In addition to structured didactic experiences while on the various psychiatry inpatient rotations, psychiatry seminars in the third year include the following:
Introduction to Evidence-Based Practice
R. Marvin, MD
This course provides residents with an introduction to the principles of evidence-based medicine and how they are applied to clinical psychiatric practice. Topics include forming a clinical question using PICO (patient-intervention-comparison-outcome), analyzing the literature, and integrating evidence into clinical practice.
Advanced Psychodynamic Psychotherapy
J. Winer, MD
This seminar is designed to illustrate the principles of individual dynamic psychotherapy. Residents present their patients in a group setting. The seminar leader encourages a discussion of what is happening in the therapy (e.g., transference, countertransference) and what the different options are at each therapeutic junction. Discussions are supplemented by readings in psychotherapy including historical articles concerning its development. PGY-4 residents also attend.
A. Loew, MD
This seminar is designed to provide advanced knowledge of psychopharmacology and treatment strategies as well as the relevant clinical neuroscience of the major neuropsychiatric disorders. Special topics include medication adherence and medication non-response.
Realities of Psychiatry
S. Nand, MD
This seminar focuses on organizational structure and administration. Starting from a perspective of exploring resident experiences during job interviews, an attempt is made to have the resident understand what information is available about the organization, what additional information needs to be gathered, and how one can attempt to make some assessment of whether organization structure, values, and culture mesh with the needs of the individual applicant.

→ Work item A: Render this sentence from the psychiatry seminar descriptions into Spanish: "Residents present their patients in a group setting."
→ Work item B: Please resume the psychiatry seminar descriptions, picking up after their final sentence.
The data after this point have nothing to do with the psychiatry seminar descriptions.

→ Information provided:
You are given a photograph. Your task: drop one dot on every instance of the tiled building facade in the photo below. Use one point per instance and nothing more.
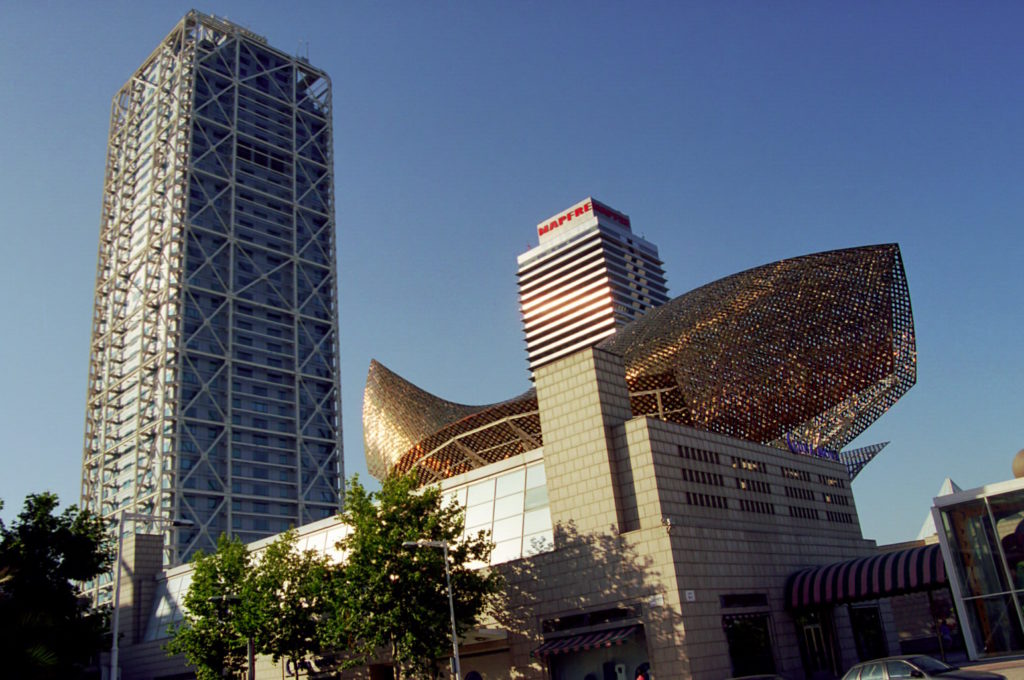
(666, 547)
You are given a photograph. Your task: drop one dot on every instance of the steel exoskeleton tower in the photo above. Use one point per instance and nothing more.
(214, 392)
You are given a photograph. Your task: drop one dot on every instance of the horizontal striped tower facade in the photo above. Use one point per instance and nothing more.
(588, 275)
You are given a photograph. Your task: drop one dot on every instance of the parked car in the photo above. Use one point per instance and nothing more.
(912, 666)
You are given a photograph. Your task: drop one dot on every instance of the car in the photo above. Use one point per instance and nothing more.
(912, 666)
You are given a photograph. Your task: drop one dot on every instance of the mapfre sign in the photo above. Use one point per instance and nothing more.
(581, 211)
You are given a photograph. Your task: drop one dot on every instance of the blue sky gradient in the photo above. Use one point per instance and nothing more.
(732, 133)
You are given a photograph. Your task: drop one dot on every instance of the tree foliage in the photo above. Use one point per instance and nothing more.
(209, 636)
(275, 599)
(285, 600)
(46, 629)
(394, 597)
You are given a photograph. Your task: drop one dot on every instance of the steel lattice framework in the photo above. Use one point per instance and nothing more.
(813, 349)
(213, 385)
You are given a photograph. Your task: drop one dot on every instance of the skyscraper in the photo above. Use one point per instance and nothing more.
(589, 274)
(214, 392)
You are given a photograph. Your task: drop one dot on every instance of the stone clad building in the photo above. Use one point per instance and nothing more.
(675, 501)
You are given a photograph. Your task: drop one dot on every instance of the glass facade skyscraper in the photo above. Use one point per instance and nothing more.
(214, 393)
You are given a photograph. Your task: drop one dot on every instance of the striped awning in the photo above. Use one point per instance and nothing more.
(587, 641)
(885, 575)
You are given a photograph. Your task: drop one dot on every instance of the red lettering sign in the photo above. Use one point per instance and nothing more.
(567, 217)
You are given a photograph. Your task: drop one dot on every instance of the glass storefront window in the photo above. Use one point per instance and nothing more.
(974, 549)
(1008, 512)
(510, 483)
(994, 625)
(513, 507)
(508, 506)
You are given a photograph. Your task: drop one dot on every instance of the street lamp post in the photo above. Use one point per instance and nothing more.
(115, 623)
(448, 580)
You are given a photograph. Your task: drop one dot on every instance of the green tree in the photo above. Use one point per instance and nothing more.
(284, 600)
(46, 629)
(391, 597)
(209, 636)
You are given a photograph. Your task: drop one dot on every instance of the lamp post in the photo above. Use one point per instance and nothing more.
(115, 623)
(448, 580)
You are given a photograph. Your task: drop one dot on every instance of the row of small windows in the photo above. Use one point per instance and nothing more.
(707, 501)
(700, 477)
(803, 494)
(755, 485)
(793, 473)
(701, 455)
(803, 513)
(747, 465)
(760, 507)
(759, 486)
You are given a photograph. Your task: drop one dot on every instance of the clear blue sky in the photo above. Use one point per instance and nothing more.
(732, 133)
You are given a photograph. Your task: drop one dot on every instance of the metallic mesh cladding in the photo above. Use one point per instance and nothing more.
(814, 348)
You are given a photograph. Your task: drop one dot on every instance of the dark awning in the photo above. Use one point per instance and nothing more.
(885, 575)
(572, 643)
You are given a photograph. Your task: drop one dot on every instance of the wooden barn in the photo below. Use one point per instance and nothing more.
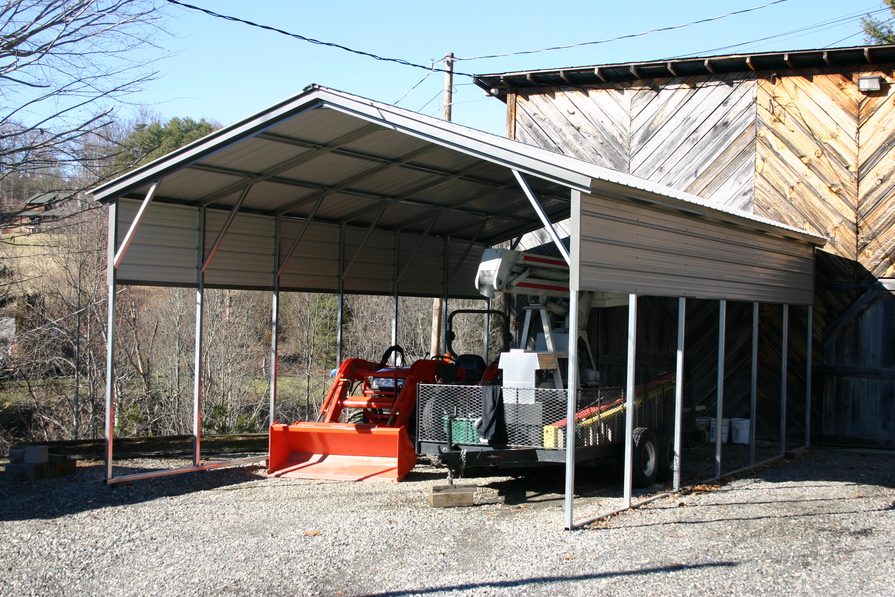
(804, 138)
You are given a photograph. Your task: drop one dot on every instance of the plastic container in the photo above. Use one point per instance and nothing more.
(725, 431)
(704, 424)
(740, 429)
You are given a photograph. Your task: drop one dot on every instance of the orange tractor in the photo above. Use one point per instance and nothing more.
(373, 441)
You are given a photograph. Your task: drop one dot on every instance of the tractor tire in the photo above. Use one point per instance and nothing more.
(354, 416)
(665, 441)
(646, 458)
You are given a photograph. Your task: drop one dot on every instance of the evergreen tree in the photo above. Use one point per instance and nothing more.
(879, 31)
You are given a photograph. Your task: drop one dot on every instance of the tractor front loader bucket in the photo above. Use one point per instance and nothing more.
(340, 451)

→ Response box A: Los residentes presentan a sus pacientes en un entorno grupal.

→ Response box B:
S. Mason, PhD
Techniques of family intervention are emphasized in a format that provides didactic material, coupled with clinical case consultation. Through videotape review and one-way mirror observation, families are seen by the seminar leaders and other residents. The case dynamics and possible interventions are then discussed.
Cognitive Behavioral Psychotherapy
J. Francis, PhD
This is an advanced course in cognitive-behavioral therapies as they apply to various psychiatric conditions such as depression, anxiety, and stress disorders.
O. Ajilore, MD, PhD
This seminar provides an introduction to clinical research in its broadest sense. Topics focus on and include idea/hypothesis generation through data collection, statistics, and writing and publishing papers. On-going research at UIC is reviewed.
K. Rospenda, PhD and C. Rosen, PhD
The goal of this course is to familiarize and sensitize residents to how and why social factors are important to the practice of psychiatry. Major areas reviewed include psychiatric epidemiology; how role-based experiences (e.g., in the family, at work, as a patient) are related to mental health; immigration and mental health; the effects of social class, race, and ethnicity on psychiatric symptoms, diagnosis, and treatment; the doctor-patient relationship; and the impact of social factors on the ethics of psychiatric research. Emphasis is placed on group participation and the sharing of relevant clinical case examples to illustrate the impact of social factors on the experiences, health, and treatment of patients. Residents meet with patients from community based support groups such has Hearing Voices Network and NAMI.
R. Hooper, PhD
This seminar reviews the theoretical basis for and the fundamental process of group psychotherapy. Practical issues in the phases of group therapy as well as efficacy studies are presented. Some of the issues are illustrated by use of audio and video recorded sessions from resident-run groups.
Introduction to Dialectical Behavioral Therapy
E. Astrachan Fletcher, PhD
This seminar will teach participants to understand the theory and development of DBT, including the necessary component of learning the balance of acceptance and change. Participants will understand the basic skill modules in DBT including core mindfulness, distress tolerance, emotion regulation, and interpersonal effectiveness.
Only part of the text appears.